** Begin Material provided **
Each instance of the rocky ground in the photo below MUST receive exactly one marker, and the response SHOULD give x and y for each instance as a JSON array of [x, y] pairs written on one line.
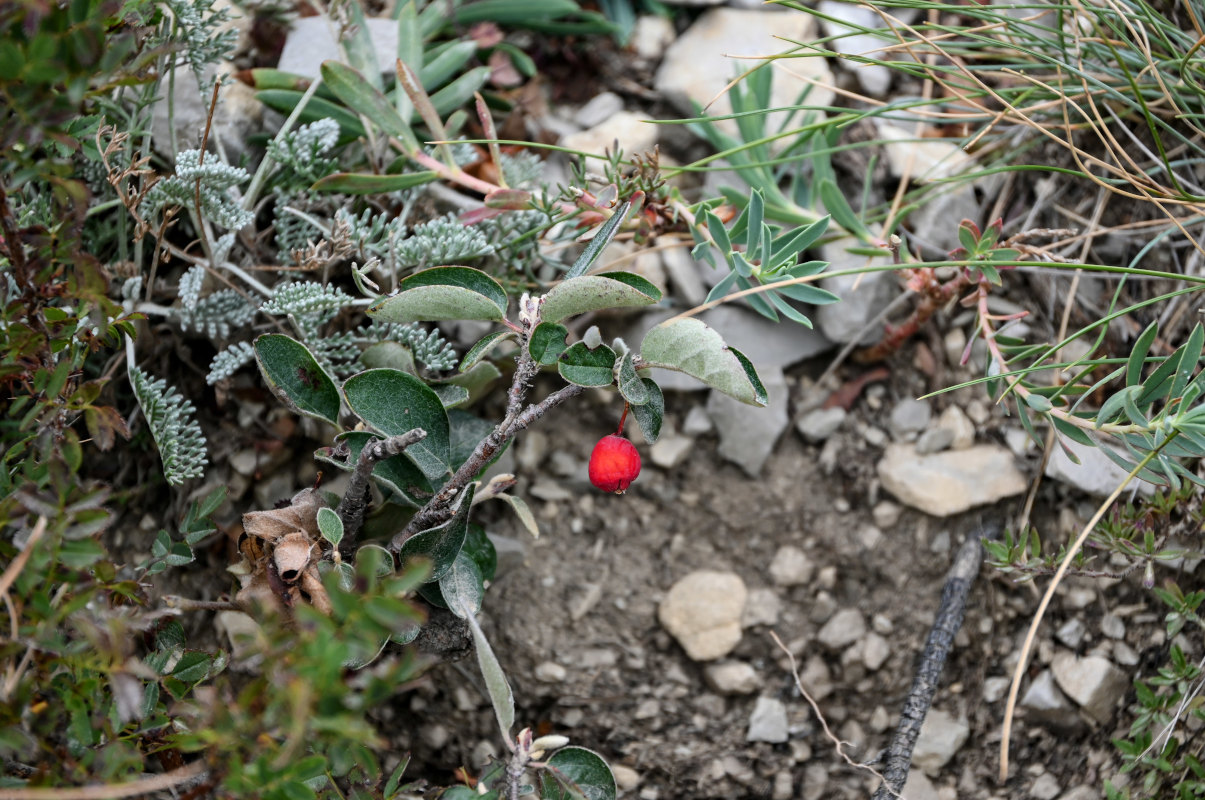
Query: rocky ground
[[644, 625]]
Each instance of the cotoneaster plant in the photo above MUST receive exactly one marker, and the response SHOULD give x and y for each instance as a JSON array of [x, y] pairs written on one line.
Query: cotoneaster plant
[[410, 435]]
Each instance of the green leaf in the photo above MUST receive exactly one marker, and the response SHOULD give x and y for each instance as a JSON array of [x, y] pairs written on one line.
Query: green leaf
[[394, 403], [398, 474], [286, 100], [463, 587], [441, 543], [650, 415], [585, 770], [630, 384], [444, 293], [595, 293], [1189, 357], [839, 207], [693, 347], [451, 394], [601, 239], [547, 342], [497, 686], [586, 366], [1115, 405], [481, 550], [482, 348], [524, 513], [364, 99], [294, 376], [370, 183], [330, 525]]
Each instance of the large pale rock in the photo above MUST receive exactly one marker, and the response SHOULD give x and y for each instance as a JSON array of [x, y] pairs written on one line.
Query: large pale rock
[[634, 134], [863, 296], [700, 64], [1093, 682], [924, 159], [941, 736], [311, 41], [952, 481], [768, 722], [703, 612], [747, 434], [1095, 472]]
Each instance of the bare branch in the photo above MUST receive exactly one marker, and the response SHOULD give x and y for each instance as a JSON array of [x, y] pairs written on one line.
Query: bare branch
[[356, 500]]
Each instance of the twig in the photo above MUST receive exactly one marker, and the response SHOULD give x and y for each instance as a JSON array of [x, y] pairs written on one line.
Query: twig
[[188, 604], [356, 499], [133, 789], [836, 742], [933, 659], [436, 509]]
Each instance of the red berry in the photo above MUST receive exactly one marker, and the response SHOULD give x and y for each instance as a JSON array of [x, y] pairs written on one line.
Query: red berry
[[615, 464]]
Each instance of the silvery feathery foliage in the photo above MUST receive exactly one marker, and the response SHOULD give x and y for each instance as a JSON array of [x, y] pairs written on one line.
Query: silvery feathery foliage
[[229, 362], [307, 298], [523, 169], [301, 154], [444, 240], [311, 306], [372, 233], [216, 181], [215, 315], [176, 434], [201, 30], [429, 348]]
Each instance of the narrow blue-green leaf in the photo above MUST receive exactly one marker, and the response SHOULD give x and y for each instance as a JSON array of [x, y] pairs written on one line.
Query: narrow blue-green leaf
[[441, 543], [839, 207], [1115, 404], [787, 310], [393, 403], [460, 90], [547, 342], [1074, 433], [585, 770], [444, 293], [595, 293], [651, 415], [601, 239], [482, 348], [448, 62], [370, 183], [286, 100], [809, 293], [357, 43], [1189, 357], [585, 366], [294, 376], [800, 239], [718, 233], [756, 211], [630, 384], [365, 99]]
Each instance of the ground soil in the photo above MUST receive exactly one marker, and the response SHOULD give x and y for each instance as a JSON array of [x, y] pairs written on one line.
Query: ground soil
[[587, 595]]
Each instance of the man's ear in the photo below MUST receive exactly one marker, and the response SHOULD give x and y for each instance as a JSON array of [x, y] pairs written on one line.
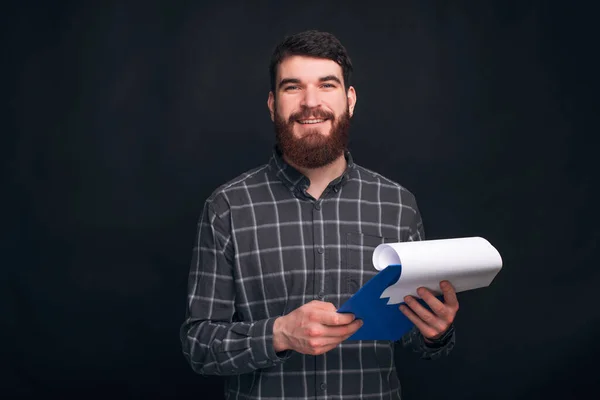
** End Material provided **
§ Work required: Please convert all of the rows above into a JSON list of strings, one string per line, skipping blank lines and leaving out the picture lines.

§ Response to the task:
[
  "Each instance of the rocky ground in the photo below MUST receive exactly one marker, and the response SHOULD give x and y for each instance as a JSON array of [x, y] pairs written on one line.",
  "Query: rocky ground",
  "[[644, 625]]",
  "Each instance of the cotoneaster plant in the photo above MUST receive exactly one marker, and the response SHOULD give x and y for each instance as a JSON array of [x, y] pairs written on one line.",
  "Query: cotoneaster plant",
  "[[410, 435]]",
  "Each instance of the green leaf in the photo above MUST receive exactly one marker, and the response SHOULD give x and y for each instance as a JSON array of [x, y] pairs written on one line.",
  "Query: green leaf",
  "[[394, 403], [398, 474], [286, 100], [463, 587], [441, 543], [650, 415], [585, 770], [630, 384], [444, 293], [595, 293], [1189, 357], [839, 207], [693, 347], [451, 394], [601, 239], [547, 342], [497, 686], [586, 366], [1115, 405], [481, 550], [482, 348], [524, 513], [364, 99], [294, 376], [370, 183], [330, 525]]",
  "Each instance of the large pale rock in the photo above MUST receive exactly one marker, and the response SHOULD give x and y for each instance as a JSON array of [x, y] pairs written on one line.",
  "Query: large pale rock",
  "[[634, 134], [863, 296], [700, 64], [1093, 682], [924, 159], [941, 736], [311, 41], [952, 481], [768, 722], [703, 612], [747, 434], [1095, 472]]",
  "Each instance of the bare branch in the photo above MUST receive exactly one marker, and the response SHOULD give x and y for each instance as a JSON array of [x, y] pairs written on one line.",
  "Query: bare branch",
  "[[356, 500]]",
  "Each instance of the twig in the photo above MUST receive exactly one marker, and the response SHOULD give x and y for each instance as a JSON array of [x, y] pairs written on one line.",
  "Query: twig",
  "[[188, 604], [356, 499], [133, 789], [836, 742], [933, 659], [436, 509]]",
  "Each instance of the red berry in the photo above MUST receive exactly one marker, and the response SHOULD give x and y for each instance as a JSON array of [x, y] pairs written on one line.",
  "Query: red berry",
  "[[615, 464]]",
  "Each instance of the silvery feathery foliage in the photo above MUST receive exactly one marker, and the response SHOULD give x and y for each instance as a JSON array of [x, y] pairs written on one line.",
  "Query: silvery feathery foliage",
  "[[229, 362], [307, 298], [523, 169], [301, 154], [444, 240], [311, 306], [372, 233], [216, 181], [215, 315], [176, 434], [201, 30], [429, 348]]",
  "Each instance of the narrow blue-green leaf in the photo above MUST receive exactly one marker, and the response SHOULD give x and y for each instance as a JSON array of [x, y] pairs written on one line.",
  "Query: narrow blue-green leaf",
  "[[441, 543], [839, 207], [1115, 404], [787, 310], [393, 403], [460, 90], [547, 342], [1074, 433], [585, 770], [444, 293], [595, 293], [651, 415], [601, 239], [482, 348], [448, 62], [370, 183], [286, 100], [809, 293], [357, 43], [1189, 357], [585, 366], [294, 376], [800, 239], [718, 233], [756, 211], [630, 384], [365, 99]]",
  "Each instance of the ground soil in the photo above MUST receive exactly one marker, and the response SHOULD give x and y for each instance as a JSON array of [x, y] pairs written on one line.",
  "Query: ground soil",
  "[[587, 595]]",
  "Each instance of the man's ear in the photo below MUST receive exactly one marker, and the response SHOULD give x and y for each instance as a JSON array of [x, y] pairs written on one line."
]